[begin EXTRACTED MATERIAL]

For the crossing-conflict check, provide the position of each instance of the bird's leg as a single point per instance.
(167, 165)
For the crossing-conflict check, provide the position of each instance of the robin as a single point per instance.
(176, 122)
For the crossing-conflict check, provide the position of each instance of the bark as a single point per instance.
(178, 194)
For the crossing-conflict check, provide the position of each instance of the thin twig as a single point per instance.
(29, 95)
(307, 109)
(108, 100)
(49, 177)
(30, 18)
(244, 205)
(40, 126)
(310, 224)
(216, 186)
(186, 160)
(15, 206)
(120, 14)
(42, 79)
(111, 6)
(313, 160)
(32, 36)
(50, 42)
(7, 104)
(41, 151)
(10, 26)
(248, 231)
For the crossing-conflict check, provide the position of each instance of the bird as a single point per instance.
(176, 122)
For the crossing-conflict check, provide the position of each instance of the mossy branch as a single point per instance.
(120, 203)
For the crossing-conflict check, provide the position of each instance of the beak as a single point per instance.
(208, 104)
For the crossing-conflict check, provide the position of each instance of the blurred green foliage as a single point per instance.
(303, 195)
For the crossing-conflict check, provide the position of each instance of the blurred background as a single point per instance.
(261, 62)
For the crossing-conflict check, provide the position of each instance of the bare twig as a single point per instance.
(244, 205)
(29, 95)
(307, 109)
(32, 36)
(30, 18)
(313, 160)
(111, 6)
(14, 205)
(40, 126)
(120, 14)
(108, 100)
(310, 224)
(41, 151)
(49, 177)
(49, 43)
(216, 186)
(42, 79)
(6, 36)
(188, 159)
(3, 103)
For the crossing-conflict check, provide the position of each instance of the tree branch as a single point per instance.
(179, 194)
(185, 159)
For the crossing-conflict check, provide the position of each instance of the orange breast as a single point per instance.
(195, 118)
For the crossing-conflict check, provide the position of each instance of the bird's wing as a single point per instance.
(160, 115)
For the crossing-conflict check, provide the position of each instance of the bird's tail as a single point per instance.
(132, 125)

[end EXTRACTED MATERIAL]
[begin EXTRACTED MATERIAL]

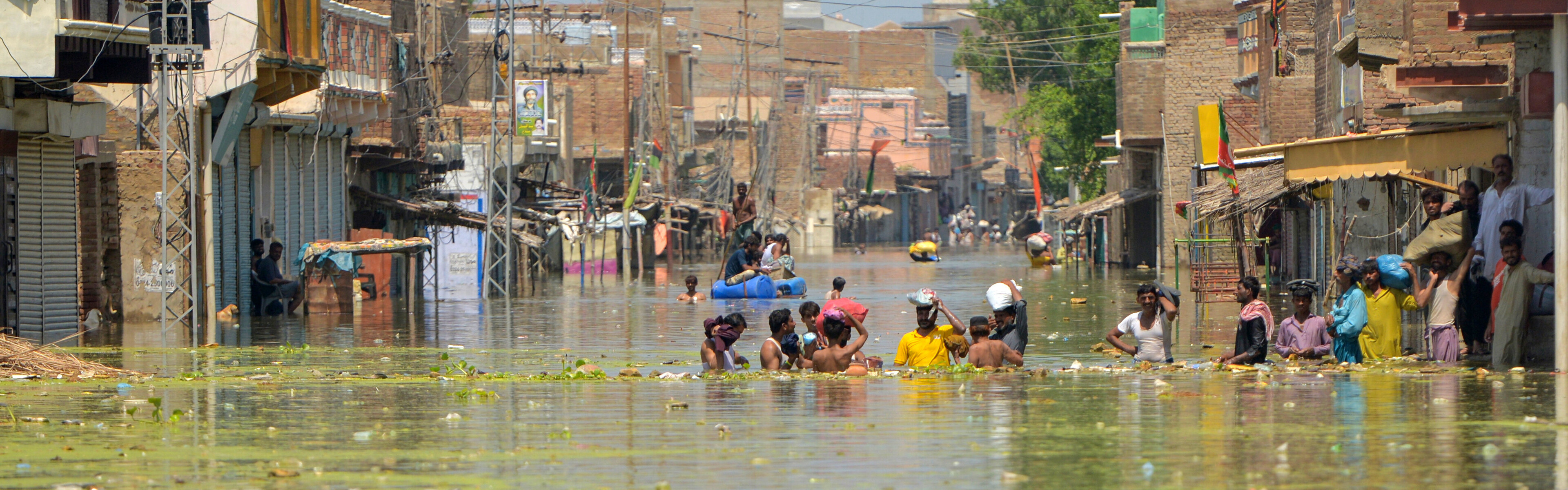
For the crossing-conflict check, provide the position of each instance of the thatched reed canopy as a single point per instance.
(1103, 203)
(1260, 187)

[end EXTRACTED MATERIAL]
[begin EXTRACTED MATERIAL]

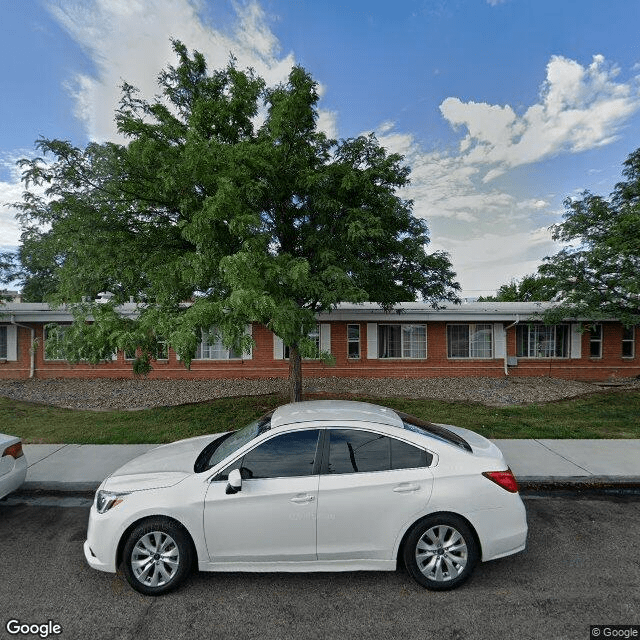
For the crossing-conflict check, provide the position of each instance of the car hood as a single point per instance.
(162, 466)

[end EXTRACTED MATERIAL]

■ **EXERCISE REQUIREMENTS**
Which lines above contain the word "blurred"? Pick out each one and copy it in full.

■ **THE COMPLETED TASK**
For the crossing-conflict check, provide the position of each instance of the blurred green foliage as a single point per instance.
For the crossing-conflict check, provide the position of each instance of the blurred background as a single point per instance.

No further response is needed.